• _TO DO_
Reproduce exactly the line that includes "Look at the image and identify where the signpost" and all lines after it, ending with the last line of the data.

Dataset entries:
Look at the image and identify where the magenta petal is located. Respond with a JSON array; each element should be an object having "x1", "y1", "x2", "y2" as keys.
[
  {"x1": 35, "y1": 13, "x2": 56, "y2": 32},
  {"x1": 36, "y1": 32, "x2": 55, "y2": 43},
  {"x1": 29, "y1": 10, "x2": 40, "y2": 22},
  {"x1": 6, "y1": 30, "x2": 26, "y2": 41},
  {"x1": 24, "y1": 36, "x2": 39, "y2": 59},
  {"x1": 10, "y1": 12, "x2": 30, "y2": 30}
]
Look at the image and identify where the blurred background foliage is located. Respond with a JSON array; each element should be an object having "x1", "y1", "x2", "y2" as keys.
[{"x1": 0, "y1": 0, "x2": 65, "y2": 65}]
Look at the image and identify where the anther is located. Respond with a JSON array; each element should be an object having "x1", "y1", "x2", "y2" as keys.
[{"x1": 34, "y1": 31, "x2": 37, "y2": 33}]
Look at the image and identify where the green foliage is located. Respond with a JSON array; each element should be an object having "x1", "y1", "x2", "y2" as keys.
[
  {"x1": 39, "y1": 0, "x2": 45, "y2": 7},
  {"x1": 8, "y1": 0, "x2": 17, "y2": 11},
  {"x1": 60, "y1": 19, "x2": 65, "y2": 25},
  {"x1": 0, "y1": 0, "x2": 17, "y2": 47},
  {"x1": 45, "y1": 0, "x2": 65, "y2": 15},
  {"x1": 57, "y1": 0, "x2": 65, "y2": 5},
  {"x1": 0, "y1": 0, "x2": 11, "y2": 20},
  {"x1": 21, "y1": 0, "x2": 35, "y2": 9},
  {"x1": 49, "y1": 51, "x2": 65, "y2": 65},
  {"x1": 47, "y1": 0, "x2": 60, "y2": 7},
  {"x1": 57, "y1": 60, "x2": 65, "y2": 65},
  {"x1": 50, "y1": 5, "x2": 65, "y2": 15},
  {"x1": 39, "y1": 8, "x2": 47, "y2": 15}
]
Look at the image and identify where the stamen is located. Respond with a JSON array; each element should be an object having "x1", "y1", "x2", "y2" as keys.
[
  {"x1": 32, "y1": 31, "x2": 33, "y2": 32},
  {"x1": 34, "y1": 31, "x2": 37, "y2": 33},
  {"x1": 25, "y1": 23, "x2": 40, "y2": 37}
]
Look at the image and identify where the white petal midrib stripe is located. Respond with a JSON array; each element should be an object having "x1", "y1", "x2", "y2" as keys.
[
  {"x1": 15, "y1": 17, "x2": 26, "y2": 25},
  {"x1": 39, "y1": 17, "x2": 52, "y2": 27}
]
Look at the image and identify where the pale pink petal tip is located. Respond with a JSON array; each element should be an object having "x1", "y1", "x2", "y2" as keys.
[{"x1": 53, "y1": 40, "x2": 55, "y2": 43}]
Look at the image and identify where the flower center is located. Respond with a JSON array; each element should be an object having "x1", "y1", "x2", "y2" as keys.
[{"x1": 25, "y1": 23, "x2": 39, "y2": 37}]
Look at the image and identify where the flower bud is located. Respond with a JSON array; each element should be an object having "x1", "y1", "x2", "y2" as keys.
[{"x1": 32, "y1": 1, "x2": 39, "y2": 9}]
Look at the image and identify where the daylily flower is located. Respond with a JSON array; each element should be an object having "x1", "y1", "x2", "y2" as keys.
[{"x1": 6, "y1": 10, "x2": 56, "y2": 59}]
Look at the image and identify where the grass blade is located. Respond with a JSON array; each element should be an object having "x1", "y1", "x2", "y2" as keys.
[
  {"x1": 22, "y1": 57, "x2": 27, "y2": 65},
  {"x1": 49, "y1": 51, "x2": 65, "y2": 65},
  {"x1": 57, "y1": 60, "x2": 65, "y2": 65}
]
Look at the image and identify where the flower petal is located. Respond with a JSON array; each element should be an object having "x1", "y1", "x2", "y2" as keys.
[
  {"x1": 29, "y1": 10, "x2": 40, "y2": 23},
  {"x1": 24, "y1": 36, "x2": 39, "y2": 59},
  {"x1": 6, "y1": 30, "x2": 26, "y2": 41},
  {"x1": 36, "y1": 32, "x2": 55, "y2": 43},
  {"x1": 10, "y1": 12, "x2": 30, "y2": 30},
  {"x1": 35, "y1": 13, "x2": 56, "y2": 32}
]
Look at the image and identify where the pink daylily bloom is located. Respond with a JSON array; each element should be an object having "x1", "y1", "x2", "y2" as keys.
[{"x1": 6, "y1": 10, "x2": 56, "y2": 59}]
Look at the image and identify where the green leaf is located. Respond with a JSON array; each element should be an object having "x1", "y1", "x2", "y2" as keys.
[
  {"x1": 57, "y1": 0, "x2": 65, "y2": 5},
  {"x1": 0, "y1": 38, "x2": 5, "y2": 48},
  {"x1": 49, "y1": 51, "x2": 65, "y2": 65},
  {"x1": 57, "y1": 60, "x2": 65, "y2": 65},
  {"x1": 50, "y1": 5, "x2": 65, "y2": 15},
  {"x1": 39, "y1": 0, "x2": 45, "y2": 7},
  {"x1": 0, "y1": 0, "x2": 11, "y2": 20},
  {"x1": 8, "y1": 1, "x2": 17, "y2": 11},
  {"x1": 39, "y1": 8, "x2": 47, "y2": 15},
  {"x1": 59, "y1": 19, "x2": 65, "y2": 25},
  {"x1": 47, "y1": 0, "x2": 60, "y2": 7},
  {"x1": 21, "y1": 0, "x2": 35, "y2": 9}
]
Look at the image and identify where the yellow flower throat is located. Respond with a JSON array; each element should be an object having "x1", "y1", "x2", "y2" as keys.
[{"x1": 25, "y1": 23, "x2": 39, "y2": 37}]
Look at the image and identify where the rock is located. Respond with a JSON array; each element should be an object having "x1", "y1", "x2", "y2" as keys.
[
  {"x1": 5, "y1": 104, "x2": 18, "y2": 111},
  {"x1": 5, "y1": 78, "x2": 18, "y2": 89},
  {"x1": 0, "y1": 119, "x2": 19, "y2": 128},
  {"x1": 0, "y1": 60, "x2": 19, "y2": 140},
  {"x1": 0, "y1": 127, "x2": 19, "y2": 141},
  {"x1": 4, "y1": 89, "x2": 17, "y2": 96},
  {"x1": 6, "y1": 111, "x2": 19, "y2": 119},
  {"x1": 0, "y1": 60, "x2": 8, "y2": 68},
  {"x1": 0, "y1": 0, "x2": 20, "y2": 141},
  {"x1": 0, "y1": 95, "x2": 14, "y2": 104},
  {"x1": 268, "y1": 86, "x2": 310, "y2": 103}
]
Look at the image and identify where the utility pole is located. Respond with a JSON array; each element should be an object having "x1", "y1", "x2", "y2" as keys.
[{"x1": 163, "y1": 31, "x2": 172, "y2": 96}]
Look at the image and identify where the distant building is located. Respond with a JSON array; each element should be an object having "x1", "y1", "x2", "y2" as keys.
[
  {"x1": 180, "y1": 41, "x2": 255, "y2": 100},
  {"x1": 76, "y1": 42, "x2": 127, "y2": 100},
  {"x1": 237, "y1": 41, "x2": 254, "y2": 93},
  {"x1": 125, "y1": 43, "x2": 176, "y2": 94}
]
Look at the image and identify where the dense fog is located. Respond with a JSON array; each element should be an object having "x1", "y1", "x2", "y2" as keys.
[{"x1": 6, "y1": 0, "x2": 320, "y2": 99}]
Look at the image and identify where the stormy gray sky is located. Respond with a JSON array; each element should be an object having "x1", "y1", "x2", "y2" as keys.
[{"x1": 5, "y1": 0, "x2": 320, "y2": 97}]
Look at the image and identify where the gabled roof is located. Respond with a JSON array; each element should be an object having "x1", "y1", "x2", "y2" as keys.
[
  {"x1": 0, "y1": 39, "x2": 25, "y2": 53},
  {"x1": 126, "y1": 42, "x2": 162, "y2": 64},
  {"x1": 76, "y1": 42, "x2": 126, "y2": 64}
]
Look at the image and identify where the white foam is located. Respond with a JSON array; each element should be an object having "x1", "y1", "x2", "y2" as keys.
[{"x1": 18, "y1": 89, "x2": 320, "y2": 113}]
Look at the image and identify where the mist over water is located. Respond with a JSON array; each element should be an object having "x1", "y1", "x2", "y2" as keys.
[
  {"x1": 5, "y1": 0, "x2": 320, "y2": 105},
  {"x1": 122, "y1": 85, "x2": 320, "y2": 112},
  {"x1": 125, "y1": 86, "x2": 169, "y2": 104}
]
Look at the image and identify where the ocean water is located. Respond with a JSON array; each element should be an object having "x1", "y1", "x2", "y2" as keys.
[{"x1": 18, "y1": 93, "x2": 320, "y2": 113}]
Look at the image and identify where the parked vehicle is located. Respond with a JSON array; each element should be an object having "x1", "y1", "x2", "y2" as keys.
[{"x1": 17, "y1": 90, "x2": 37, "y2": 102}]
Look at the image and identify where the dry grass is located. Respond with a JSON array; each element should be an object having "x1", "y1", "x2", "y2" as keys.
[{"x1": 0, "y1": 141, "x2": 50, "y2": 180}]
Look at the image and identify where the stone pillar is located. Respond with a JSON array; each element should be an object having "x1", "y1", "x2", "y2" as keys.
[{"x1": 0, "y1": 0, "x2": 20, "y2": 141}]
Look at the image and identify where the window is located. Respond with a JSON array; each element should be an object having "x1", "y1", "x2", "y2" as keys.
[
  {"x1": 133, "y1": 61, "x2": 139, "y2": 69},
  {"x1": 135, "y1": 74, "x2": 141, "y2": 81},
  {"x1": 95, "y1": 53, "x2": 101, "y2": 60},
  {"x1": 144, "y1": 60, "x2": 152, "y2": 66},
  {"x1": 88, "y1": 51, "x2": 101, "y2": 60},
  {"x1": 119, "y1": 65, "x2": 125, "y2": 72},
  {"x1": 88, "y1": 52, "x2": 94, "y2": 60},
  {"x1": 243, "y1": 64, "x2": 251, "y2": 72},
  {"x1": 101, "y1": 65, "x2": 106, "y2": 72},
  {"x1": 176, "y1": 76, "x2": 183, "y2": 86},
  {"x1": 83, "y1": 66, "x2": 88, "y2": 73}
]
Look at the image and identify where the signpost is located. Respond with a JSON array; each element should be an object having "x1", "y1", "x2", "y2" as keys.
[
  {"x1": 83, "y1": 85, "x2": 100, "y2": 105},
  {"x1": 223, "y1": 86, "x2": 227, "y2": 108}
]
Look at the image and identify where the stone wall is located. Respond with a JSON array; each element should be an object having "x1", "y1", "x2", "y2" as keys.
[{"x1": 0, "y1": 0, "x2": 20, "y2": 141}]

• _REPLY_
Look at the image and identify where the signpost is located. Respond with a JSON array; each element should be an object having "x1", "y1", "x2", "y2" as keys.
[
  {"x1": 83, "y1": 85, "x2": 100, "y2": 105},
  {"x1": 223, "y1": 86, "x2": 227, "y2": 108}
]
Look at the image and identify where the stone wall is located. Respond with a JSON array; each element should be an object having "x1", "y1", "x2", "y2" as keys.
[{"x1": 0, "y1": 0, "x2": 20, "y2": 141}]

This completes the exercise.